** BEGIN TEXT PROVIDED **

Zero-filled wrapper of dynamic shape batch and base cls.BASE_SHAPE.

Parameters:
Return type:

Scalar

class neml2.types.Tensor(data, batch_ndim=0, sub_batch_ndim=0, sub_batch_state=(), sub_batch_meta=(), k_ndim=0, k_state=(), k_pairing=())[source]

Bases: object

Dynamic-base-shape tensor with a (batch, sub_batch, base) runtime split.

Parameters:
as_typed(cls)[source]

View this Tensor as a TensorWrapper subclass.

Requires the trailing dims of data to match cls.BASE_SHAPE exactly. sub_batch_ndim and sub_batch_labels are preserved; any leading batch_ndim becomes the wrapper’s dynamic batch.

Parameters:

cls (type[TensorWrapper])

Return type:

TensorWrapper

property base: _BaseView

View into the trailing base region. Unlike TensorWrapper, the base region is mutable on a dynamic-base Tensorexpand / unsqueeze / squeeze / cat all work.

property base_ndim: int
property base_shape: Size
property batch: _BatchView

View into the leading (dynamic) batch region. Ops preserve sub_batch_ndim. Supports unsqueeze / squeeze / expand / broadcast_to / cat.

batch_ndim: int = 0
property batch_shape: Size
data: Tensor
property device: device
property dtype: dtype
flatten_base()[source]

Collapse all base axes into one trailing axis; result has base_ndim=1.

Return type:

Tensor

flatten_sub_batch()[source]

Absorb sub-batch axes into a NEW leading base axis.

** END TEXT PROVIDED **
** BEGIN DATA LINES **

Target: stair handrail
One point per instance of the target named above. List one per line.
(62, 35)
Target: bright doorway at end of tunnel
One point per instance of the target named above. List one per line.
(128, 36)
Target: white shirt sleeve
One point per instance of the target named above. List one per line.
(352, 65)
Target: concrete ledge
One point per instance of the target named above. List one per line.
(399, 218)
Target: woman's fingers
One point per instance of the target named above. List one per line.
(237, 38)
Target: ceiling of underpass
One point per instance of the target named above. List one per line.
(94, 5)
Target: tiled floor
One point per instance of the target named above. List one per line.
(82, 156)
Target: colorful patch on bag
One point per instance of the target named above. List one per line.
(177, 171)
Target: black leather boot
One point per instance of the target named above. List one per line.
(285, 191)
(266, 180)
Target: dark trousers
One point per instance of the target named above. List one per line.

** END DATA LINES **

### WHAT TO WORK ON
1. Replace "trailing" with "final" in the Tensor documentation, beginning at the words "Requires the trailing" and stopping after "cat all work.".
2. Turn the Tensor documentation's paragraph beginning "View into the leading (dynamic) batch region" into a short bulleted list that keeps its main facts.
The listing comes from a separate source.

### SET OF ANSWERS
1.
Requires the final dims of data to match cls.BASE_SHAPE exactly. sub_batch_ndim and sub_batch_labels are preserved; any leading batch_ndim becomes the wrapper’s dynamic batch.

Parameters:

cls (type[TensorWrapper])

Return type:

TensorWrapper

property base: _BaseView

View into the final base region. Unlike TensorWrapper, the base region is mutable on a dynamic-base Tensorexpand / unsqueeze / squeeze / cat all work.

2.
- Views the leading (dynamic) batch region.
- Operations keep sub_batch_ndim.
- Supports unsqueeze, squeeze, expand, broadcast_to and cat.